Task requirements ::
From the line that includes "Note to the class: find the grape stem" to the last line of the data, quote each line precisely; both boundary lines belong in the answer.

Supplied records ::

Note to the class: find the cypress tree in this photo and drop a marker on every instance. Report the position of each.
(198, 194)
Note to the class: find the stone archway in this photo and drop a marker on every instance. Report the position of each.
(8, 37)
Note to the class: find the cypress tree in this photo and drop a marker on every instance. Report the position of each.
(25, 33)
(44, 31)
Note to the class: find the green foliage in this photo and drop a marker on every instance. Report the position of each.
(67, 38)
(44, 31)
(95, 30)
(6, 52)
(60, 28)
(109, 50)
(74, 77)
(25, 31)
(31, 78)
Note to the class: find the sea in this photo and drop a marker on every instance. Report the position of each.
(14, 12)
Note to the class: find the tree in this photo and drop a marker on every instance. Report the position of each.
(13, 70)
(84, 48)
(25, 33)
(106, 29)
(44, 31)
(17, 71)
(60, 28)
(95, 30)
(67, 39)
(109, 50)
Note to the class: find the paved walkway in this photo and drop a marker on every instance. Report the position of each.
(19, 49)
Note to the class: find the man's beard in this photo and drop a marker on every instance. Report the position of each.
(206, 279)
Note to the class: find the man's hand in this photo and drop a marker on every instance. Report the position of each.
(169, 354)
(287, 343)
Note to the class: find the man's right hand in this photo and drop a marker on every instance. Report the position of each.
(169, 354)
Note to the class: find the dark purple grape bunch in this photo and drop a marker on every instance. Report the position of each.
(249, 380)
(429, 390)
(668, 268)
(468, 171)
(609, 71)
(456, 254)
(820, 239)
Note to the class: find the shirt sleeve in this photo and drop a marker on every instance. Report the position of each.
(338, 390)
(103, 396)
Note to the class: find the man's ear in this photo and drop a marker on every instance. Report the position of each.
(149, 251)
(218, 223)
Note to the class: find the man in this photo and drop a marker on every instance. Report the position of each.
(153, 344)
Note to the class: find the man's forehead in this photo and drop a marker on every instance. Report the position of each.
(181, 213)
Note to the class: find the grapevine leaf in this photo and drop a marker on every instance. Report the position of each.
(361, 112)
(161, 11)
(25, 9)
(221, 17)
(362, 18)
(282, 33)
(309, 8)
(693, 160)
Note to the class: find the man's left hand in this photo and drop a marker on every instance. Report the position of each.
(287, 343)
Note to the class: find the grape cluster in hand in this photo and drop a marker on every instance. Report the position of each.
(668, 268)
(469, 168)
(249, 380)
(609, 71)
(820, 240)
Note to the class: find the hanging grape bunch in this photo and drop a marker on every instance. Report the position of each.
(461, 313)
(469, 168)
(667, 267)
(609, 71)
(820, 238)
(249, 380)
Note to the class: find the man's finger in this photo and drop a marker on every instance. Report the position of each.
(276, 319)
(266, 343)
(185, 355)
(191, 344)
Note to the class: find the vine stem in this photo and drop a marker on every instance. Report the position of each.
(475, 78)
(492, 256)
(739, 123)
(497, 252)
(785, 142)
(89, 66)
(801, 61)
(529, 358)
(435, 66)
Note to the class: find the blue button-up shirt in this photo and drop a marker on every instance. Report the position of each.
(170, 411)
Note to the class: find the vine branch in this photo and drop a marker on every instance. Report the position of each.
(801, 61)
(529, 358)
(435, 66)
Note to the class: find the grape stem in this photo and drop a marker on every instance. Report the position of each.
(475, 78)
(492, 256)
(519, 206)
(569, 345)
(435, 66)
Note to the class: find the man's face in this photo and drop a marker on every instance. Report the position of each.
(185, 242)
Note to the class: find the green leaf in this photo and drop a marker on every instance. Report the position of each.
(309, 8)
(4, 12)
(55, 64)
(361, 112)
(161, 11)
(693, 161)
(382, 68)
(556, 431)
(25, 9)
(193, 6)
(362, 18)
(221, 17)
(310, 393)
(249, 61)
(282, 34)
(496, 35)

Correct result ::
Note to the class: find the grape stem in this photo and drop a marker on every instance. Report the position of each.
(475, 78)
(492, 256)
(519, 206)
(569, 345)
(435, 66)
Note to the class: find the man's face in this photo and drop a marker on every instance. Report the position of each.
(185, 242)
Note to the class: find the green leaf in this photo and drop a marker on every instance. Report the position of each.
(309, 8)
(4, 12)
(55, 64)
(361, 112)
(161, 11)
(693, 161)
(382, 68)
(556, 431)
(25, 9)
(193, 6)
(362, 18)
(221, 17)
(310, 393)
(249, 61)
(282, 34)
(496, 35)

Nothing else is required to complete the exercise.